**REQUIRED TASK**: Below are the entries; output exactly the lines from the one containing "Spot the tree bark" through the final line, inclusive.

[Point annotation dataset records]
---*---

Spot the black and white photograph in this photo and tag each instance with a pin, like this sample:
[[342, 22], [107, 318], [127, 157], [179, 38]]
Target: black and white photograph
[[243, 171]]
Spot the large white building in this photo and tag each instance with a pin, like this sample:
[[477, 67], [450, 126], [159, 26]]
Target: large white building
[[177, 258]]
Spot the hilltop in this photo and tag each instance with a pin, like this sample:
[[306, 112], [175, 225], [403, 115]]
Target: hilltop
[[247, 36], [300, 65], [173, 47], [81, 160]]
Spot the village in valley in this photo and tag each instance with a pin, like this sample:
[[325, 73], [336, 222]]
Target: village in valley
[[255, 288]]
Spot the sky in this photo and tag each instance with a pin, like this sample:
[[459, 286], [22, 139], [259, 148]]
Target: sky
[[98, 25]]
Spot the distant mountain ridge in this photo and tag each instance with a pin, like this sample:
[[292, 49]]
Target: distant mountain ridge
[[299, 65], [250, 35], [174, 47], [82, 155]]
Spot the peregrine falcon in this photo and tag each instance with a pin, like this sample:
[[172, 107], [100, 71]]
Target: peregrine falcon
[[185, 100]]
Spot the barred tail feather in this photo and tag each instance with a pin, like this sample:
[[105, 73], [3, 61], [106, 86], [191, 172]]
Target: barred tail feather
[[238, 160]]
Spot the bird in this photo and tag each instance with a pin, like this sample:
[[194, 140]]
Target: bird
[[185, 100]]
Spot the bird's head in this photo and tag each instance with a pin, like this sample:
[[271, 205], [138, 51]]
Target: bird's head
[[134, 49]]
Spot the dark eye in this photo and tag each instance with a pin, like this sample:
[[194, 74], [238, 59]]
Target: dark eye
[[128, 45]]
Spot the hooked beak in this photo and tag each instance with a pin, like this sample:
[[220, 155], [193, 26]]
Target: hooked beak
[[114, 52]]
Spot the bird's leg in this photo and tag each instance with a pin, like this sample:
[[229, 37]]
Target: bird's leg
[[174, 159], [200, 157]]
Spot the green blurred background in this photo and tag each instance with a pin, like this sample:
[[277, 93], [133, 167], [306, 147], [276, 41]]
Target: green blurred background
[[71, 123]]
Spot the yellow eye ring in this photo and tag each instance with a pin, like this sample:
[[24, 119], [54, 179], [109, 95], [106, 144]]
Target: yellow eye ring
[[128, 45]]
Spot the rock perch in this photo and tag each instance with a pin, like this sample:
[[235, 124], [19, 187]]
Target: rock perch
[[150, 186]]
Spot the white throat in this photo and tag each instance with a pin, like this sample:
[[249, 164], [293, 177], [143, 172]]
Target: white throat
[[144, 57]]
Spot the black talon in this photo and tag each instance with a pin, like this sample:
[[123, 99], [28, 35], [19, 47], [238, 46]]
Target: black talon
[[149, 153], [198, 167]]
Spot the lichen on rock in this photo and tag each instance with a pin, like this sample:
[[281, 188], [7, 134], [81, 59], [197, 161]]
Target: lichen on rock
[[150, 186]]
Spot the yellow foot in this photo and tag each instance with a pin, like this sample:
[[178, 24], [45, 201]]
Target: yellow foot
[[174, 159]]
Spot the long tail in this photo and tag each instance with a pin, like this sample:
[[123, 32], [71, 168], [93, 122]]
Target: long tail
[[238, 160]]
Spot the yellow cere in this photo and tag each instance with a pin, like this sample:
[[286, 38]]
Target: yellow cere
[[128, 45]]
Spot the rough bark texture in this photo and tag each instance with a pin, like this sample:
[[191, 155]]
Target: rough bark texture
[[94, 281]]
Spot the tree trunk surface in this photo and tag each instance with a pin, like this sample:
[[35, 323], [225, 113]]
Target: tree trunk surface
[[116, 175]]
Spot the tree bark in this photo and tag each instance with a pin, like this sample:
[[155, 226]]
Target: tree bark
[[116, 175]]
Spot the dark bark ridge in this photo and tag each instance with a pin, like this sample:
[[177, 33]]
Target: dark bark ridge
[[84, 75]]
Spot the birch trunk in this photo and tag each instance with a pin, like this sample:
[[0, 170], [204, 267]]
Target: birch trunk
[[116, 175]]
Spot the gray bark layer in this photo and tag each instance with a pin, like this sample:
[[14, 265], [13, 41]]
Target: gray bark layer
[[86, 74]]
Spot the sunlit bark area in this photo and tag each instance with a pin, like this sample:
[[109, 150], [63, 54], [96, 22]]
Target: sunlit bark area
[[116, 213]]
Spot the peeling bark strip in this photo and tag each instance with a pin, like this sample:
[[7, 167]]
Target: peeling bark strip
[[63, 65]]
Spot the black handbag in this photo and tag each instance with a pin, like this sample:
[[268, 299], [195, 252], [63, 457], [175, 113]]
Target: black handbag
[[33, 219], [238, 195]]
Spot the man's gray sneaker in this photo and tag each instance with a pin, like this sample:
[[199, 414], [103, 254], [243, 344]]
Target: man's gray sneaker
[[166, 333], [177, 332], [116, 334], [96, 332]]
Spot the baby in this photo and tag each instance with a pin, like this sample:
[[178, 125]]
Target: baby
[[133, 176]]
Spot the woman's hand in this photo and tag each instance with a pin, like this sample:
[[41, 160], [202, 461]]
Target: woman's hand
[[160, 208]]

---*---

**RESULT FOR THIS EXERCISE**:
Spot the tree bark in this photo and tag each instance with a pin, like this sample:
[[155, 226]]
Target: tree bark
[[116, 175]]
Spot the dark bark ridge in this photo and tag each instance with a pin, like this sample:
[[177, 33]]
Target: dark bark ridge
[[84, 75]]
Spot the birch trunk in this photo and tag each instance with a pin, like this sample:
[[0, 170], [204, 267]]
Target: birch trunk
[[116, 175]]
Spot the gray bark layer in this photo and tag each instance with a pin, like this sample:
[[14, 265], [13, 41]]
Target: gray bark layer
[[86, 74]]
Spot the sunlit bark area in this photo and tag each instance with a pin, like this sample:
[[109, 150], [63, 54], [96, 22]]
Target: sunlit bark area
[[116, 213]]
Spot the peeling bark strip in this photo and tag each instance with a pin, like this sample:
[[7, 167]]
Target: peeling bark strip
[[63, 65]]
Spot the black handbag in this photo and tag each instance with a pin, like this sample:
[[268, 299], [195, 252], [63, 457], [175, 113]]
Target: black handbag
[[33, 219], [238, 195]]
Spot the man's gray sneaker in this photo and tag each instance with a pin, like this sample:
[[199, 414], [103, 254], [243, 344]]
Target: man's gray sneaker
[[166, 333], [177, 332], [116, 334], [96, 332]]
Spot the baby in this photo and tag each instance with a pin, like this sample:
[[178, 125]]
Target: baby
[[133, 176]]
Spot the woman's hand in this photo and tag each instance with a pin, like this sample:
[[41, 160], [202, 461]]
Target: woman's hand
[[160, 208]]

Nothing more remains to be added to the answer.